Referring expression grounding data:
◆ ◆ ◆
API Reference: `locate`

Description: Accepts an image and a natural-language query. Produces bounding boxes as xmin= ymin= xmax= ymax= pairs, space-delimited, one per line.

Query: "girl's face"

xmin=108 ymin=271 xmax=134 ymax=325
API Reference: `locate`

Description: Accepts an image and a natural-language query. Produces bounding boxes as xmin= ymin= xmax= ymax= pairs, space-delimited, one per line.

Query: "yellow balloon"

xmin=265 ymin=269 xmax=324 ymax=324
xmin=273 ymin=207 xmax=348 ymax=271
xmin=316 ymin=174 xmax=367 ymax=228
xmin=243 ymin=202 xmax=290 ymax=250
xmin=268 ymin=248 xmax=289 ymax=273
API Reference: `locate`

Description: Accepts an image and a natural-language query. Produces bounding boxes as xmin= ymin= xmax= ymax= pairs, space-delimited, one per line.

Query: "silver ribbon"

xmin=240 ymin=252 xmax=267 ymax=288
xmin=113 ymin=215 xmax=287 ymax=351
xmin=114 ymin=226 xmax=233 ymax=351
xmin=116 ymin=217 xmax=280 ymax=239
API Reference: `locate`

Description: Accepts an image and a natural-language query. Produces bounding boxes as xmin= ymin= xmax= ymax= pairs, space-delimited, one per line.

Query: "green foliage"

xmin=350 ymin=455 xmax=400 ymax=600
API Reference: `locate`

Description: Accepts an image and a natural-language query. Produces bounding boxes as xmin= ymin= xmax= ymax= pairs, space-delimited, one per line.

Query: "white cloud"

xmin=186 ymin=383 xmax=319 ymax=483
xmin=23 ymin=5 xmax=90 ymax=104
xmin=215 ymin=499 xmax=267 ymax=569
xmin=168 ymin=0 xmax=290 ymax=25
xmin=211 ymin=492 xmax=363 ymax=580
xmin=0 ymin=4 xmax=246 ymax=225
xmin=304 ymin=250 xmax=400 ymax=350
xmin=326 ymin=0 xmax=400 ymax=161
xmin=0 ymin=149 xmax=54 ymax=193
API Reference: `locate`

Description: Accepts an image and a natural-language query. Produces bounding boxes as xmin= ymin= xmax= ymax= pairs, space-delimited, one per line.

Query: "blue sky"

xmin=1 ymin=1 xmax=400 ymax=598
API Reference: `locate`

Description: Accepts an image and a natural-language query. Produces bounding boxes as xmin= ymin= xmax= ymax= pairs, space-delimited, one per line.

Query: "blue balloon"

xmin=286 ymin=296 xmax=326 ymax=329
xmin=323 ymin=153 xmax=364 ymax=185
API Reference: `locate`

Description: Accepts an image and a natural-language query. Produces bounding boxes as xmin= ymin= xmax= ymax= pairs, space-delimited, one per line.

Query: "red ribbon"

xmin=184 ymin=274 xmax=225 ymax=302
◆ ◆ ◆
* [Problem to solve]: Go through the data above and return every line exactly.

* [Response area]:
API Reference: `locate`

Description: Accepts an image and a natural-language query. Produces bounding boxes as xmin= ymin= xmax= ymax= pairs, space-delimited, one per line.

Query: "girl's face"

xmin=108 ymin=271 xmax=134 ymax=325
API Reference: `locate`

Description: Accepts an image and a natural-language query. Produces bounding boxes as xmin= ymin= xmax= ymax= pairs, space-delimited, one per line.

Query: "yellow balloon"

xmin=265 ymin=269 xmax=324 ymax=324
xmin=273 ymin=207 xmax=348 ymax=271
xmin=316 ymin=174 xmax=367 ymax=228
xmin=243 ymin=202 xmax=290 ymax=250
xmin=268 ymin=248 xmax=289 ymax=273
API Reference: `locate`

Description: Accepts an image and a natural-language query. Produces bounding boxes as xmin= ymin= xmax= ymax= pairs, space-delimited, one per line.

Query: "silver ribbon"

xmin=240 ymin=252 xmax=267 ymax=288
xmin=113 ymin=215 xmax=287 ymax=351
xmin=114 ymin=226 xmax=233 ymax=351
xmin=116 ymin=217 xmax=280 ymax=239
API Reference: `locate`

Description: Accepts an image and a natural-language query. Produces bounding boxes as xmin= ymin= xmax= ymax= pairs, space-delimited, one per line.

Query: "green foliage"

xmin=350 ymin=455 xmax=400 ymax=600
API Reference: `locate`

Description: Accepts an image and a natural-language query. Produces bounding boxes as xmin= ymin= xmax= ymax= pairs, space-delimited, one per line.

Query: "white cloud"

xmin=186 ymin=383 xmax=319 ymax=483
xmin=23 ymin=5 xmax=90 ymax=104
xmin=215 ymin=499 xmax=267 ymax=569
xmin=168 ymin=0 xmax=290 ymax=25
xmin=211 ymin=492 xmax=363 ymax=580
xmin=0 ymin=4 xmax=246 ymax=225
xmin=304 ymin=250 xmax=400 ymax=350
xmin=326 ymin=0 xmax=400 ymax=161
xmin=0 ymin=149 xmax=54 ymax=193
API Reference: `locate`

Description: Accepts an image and a natural-language query. Produces bounding boxes as xmin= ymin= xmax= ymax= pairs, space-delimited, one per line.

Query: "blue sky"

xmin=1 ymin=1 xmax=400 ymax=598
API Reference: `locate`

Description: Accepts an image and a natural-language query. Produces bounding boxes as xmin= ymin= xmax= ymax= pairs, space-delimited, one per line.

Query: "blue balloon"

xmin=286 ymin=296 xmax=326 ymax=329
xmin=323 ymin=153 xmax=364 ymax=185
API Reference: `locate`

Description: Accepts an image and a natural-language query. Produces bounding boxes as xmin= ymin= xmax= ymax= pairs, space-delimited, one per line.

Query: "red ribbon"

xmin=184 ymin=274 xmax=225 ymax=302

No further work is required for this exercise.